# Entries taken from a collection
* * * * *

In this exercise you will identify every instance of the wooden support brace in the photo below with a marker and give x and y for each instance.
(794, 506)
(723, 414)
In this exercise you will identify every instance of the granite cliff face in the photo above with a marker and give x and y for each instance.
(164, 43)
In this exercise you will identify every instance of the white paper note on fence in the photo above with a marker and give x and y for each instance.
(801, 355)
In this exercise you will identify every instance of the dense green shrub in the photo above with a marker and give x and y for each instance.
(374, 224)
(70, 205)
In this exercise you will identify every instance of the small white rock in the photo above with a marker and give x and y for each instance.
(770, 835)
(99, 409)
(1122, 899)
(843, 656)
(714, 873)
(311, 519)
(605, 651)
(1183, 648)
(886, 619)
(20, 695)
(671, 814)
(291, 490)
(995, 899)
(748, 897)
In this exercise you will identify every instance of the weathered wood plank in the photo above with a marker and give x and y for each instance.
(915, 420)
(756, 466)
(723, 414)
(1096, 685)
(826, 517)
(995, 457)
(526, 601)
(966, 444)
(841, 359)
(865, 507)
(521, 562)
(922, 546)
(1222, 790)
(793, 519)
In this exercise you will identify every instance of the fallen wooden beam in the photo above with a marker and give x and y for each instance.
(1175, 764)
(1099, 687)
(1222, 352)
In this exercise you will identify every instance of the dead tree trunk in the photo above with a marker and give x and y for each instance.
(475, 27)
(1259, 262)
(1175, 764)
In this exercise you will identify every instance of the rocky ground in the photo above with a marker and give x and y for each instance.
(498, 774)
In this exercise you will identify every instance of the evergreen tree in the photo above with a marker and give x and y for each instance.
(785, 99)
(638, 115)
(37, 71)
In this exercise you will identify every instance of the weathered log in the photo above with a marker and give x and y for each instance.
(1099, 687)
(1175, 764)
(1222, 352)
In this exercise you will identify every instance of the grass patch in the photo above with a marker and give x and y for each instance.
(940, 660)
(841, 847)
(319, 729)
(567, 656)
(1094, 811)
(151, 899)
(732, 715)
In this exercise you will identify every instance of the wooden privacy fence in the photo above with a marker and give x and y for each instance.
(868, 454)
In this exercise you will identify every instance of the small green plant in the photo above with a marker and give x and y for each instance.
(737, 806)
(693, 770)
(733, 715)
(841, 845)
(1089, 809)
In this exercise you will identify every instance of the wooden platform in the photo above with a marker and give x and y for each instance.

* * * * *

# REQUIREMENTS
Shift the coordinates by adding 11 to each of their numbers. Write out again every line of the entries above, from the line containing "the small green" through the end of the entries, inclusive, keeping the request lines as they are.

# PROBLEM SOLUTION
In this exercise you will identify every instance of the small green plant in the photo above with a marker and give x and y for each instance.
(748, 817)
(704, 781)
(744, 726)
(852, 856)
(1100, 820)
In this exercise you will identify every instance of the wooden platform in the photo above with a marker and give x and y for each instance.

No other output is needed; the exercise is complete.